→ Stated goal A
Answer these questions using the text on running Django under Apache on Windows:
(i) On which operating system will the described setup run?
(ii) According to the text, how many Apache worker processes exist on Windows?
(iii) On UNIX, what happens to requests that arrive while the worker or daemon processes are restarting?

→ Text segment
'''

For developing our Django web app, I'd like to move to an autonomous system that automatically updates the source (from VCS) of a staging copy of the app which has near identical properties to the live version of the application. The general idea of doing this has already been covered here on SO #625256. The Django documentation also talks about setting up virtual hosts to host 2 instances of Django on the same Apache. Many of the pieces I need to set this up are already in place.
What my question specifically -- What server software should I choose if this setup will be running under Windows Server 2000?
Apache+mod-wsgi seems like the natural choice, but according to this blog post by Graham Dumpleton mog-wsgi on Apache running on Windows can't reload it's individual process and needs to restart the whole Apache service. This is a no-go as I don't want the live site dropping out whenever we update the staging's code.
What is the best choice of server software for this situation?
- Maintain 2 copies of Apache which can be independently restarted (this feels bad)?
- Migrate to something other than Apache?
- ???
There are no 'individual processes' on Windows when using Apache, there is only one Apache worker process. Also, there is no daemon mode on Windows either. Anyway, what it all means is that both Django instances do run in the one process, albeit in different sub interpreters. So yes, to cause code for one Django site to be reloaded will have impacts on the other site because of them being in the same process.
If one was on a UNIX system one could send a kill signal to the worker/daemon processes and they would restart without restart whole of Apache. On UNIX this does not overly cause problems even when multiple sites in same process as the listener socket for port on which HTTP requests are accepted is maintained open at all times, so subsequent requests which arrive during the restart just queue up and will be handled once worker/daemon processes are running again.

'''

→ Stated goal B
Reproduce the lines of the entries from the first line of the entries through the line holding "142], [171, 137]]", both ends included.

→ The input
'''

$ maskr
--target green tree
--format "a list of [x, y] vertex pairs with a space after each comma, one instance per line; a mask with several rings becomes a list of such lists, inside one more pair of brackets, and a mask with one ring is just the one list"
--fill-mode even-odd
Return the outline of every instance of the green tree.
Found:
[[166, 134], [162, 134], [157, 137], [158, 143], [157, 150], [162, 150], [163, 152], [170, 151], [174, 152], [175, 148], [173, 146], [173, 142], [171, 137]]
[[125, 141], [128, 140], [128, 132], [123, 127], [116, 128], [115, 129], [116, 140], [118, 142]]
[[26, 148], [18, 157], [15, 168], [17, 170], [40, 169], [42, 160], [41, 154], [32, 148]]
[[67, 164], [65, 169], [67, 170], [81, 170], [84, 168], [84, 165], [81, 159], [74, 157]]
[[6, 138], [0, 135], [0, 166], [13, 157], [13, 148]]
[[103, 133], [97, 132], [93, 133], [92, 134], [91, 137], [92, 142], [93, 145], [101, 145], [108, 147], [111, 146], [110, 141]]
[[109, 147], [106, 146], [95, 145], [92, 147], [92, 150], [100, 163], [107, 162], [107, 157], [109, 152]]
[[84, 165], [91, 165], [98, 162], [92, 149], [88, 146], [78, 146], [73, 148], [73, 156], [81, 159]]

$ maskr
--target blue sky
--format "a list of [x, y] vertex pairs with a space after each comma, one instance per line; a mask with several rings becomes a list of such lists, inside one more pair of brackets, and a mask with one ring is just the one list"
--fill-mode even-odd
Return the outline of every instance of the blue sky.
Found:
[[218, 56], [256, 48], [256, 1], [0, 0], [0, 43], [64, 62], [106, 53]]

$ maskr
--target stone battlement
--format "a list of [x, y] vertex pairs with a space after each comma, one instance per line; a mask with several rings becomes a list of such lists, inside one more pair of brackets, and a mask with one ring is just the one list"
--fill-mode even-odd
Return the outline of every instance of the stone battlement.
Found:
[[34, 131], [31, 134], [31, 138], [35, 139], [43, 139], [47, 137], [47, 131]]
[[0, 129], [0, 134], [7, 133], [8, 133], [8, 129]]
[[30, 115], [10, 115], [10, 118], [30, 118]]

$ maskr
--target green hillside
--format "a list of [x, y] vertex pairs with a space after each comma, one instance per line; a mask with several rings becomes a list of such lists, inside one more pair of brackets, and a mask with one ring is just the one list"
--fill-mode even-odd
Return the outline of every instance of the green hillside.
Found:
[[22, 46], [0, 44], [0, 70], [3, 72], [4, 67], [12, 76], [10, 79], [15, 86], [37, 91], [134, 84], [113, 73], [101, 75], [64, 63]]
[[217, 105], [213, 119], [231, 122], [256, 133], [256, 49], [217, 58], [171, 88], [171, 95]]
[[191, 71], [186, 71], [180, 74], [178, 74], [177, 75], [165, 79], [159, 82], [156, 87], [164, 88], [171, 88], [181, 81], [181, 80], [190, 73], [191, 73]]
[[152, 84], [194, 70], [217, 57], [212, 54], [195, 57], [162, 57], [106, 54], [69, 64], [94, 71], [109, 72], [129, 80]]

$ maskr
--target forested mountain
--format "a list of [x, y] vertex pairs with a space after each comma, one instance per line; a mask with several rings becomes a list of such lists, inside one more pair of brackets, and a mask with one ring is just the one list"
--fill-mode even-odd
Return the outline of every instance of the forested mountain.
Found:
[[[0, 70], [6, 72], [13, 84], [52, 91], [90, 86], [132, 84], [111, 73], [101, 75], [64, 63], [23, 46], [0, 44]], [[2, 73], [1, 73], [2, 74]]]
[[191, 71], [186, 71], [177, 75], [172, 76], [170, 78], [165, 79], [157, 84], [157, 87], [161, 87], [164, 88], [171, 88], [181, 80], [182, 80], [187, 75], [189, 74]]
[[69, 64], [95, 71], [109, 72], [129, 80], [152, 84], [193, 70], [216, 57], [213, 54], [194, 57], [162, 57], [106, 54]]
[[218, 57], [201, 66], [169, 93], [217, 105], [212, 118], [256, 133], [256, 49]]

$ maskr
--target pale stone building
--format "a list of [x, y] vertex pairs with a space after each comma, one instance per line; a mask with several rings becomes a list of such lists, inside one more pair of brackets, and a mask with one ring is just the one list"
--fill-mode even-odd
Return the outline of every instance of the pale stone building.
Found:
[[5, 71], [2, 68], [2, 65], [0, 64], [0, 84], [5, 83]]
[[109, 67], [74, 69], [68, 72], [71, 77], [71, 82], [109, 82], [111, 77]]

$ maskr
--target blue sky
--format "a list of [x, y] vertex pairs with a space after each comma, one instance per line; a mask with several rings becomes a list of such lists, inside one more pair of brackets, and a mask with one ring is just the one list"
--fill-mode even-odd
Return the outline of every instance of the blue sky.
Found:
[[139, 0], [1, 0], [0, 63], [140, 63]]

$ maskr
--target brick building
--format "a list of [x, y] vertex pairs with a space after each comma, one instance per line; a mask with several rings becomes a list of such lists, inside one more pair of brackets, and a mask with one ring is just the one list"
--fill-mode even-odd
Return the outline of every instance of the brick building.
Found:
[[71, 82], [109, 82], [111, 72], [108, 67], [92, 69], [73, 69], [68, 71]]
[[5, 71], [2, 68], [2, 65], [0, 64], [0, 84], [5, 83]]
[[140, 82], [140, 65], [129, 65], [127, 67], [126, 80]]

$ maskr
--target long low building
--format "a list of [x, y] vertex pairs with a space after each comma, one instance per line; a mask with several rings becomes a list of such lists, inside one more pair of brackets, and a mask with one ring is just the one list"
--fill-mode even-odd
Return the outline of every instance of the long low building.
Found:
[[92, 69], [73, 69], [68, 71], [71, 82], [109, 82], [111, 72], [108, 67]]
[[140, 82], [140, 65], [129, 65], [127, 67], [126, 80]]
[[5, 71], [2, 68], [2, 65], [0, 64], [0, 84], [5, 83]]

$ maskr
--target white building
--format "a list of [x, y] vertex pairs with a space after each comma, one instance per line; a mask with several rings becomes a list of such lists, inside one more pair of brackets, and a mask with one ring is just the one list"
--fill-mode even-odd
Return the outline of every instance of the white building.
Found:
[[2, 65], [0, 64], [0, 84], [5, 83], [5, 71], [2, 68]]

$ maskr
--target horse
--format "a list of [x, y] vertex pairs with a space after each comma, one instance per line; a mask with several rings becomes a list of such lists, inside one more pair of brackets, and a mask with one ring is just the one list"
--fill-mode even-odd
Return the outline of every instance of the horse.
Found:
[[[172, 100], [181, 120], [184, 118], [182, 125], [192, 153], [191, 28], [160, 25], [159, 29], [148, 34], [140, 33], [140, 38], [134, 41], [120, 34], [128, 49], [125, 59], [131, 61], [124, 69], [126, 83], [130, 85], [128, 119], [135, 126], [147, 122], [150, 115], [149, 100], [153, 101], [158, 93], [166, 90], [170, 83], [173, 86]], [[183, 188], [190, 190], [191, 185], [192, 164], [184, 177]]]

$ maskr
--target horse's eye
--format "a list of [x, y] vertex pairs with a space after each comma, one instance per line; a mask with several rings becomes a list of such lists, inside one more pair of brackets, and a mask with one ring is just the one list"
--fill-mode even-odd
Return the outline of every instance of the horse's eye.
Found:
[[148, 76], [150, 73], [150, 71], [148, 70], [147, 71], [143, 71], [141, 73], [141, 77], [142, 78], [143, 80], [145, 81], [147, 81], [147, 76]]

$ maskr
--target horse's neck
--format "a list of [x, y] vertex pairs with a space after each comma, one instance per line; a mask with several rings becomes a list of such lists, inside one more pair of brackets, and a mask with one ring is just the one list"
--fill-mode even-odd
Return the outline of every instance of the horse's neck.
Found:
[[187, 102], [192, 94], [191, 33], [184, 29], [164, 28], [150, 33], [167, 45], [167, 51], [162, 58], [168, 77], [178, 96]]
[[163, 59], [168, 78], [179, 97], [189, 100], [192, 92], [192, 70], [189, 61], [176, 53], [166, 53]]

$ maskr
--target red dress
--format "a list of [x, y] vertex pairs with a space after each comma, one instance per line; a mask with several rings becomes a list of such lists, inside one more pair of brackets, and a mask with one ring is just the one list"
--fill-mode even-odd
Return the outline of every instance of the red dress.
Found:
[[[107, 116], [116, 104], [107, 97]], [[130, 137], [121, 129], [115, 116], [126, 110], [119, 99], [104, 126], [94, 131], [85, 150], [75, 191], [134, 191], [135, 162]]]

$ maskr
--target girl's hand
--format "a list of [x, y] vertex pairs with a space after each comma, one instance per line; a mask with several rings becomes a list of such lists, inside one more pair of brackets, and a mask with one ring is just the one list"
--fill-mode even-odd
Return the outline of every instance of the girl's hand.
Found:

'''

→ Final answer A
(i) Windows Server 2000.
(ii) Only one.
(iii) They queue up and are handled once the worker or daemon processes are running again.

→ Final answer B
$ maskr
--target green tree
--format "a list of [x, y] vertex pairs with a space after each comma, one instance per line; a mask with several rings becomes a list of such lists, inside one more pair of brackets, and a mask with one ring is just the one list"
--fill-mode even-odd
Return the outline of every instance of the green tree.
Found:
[[166, 134], [162, 134], [157, 137], [158, 143], [157, 150], [162, 150], [163, 152], [170, 151], [174, 152], [175, 148], [173, 146], [173, 142], [171, 137]]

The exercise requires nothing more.